▶ What you should do: The response should consist solely of the line containing "rough mask: <svg" and the lines after it through the end of the listing below, repeated exactly.

*** Information shown Section Begins ***

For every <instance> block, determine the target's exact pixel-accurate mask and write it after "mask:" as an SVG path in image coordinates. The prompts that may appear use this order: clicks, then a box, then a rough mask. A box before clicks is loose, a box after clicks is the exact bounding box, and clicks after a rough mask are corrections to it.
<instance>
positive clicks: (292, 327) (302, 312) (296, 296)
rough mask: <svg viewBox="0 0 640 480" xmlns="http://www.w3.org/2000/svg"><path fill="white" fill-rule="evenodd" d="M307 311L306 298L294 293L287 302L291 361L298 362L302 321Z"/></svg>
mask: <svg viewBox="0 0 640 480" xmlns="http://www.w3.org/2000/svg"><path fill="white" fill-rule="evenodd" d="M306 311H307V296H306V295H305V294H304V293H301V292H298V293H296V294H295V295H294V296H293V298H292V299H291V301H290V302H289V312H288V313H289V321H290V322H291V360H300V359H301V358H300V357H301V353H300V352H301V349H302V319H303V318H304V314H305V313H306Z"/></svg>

*** Information shown Section Ends ***

▶ Task response:
rough mask: <svg viewBox="0 0 640 480" xmlns="http://www.w3.org/2000/svg"><path fill="white" fill-rule="evenodd" d="M307 311L306 298L294 293L287 302L291 361L298 362L302 321Z"/></svg>
mask: <svg viewBox="0 0 640 480" xmlns="http://www.w3.org/2000/svg"><path fill="white" fill-rule="evenodd" d="M306 311H307V296H306V295H305V294H304V293H301V292H298V293H296V294H295V295H294V296H293V298H292V299H291V301H290V302H289V312H288V313H289V321H290V322H291V360H300V359H301V358H300V357H301V353H300V352H301V349H302V319H303V318H304V314H305V313H306Z"/></svg>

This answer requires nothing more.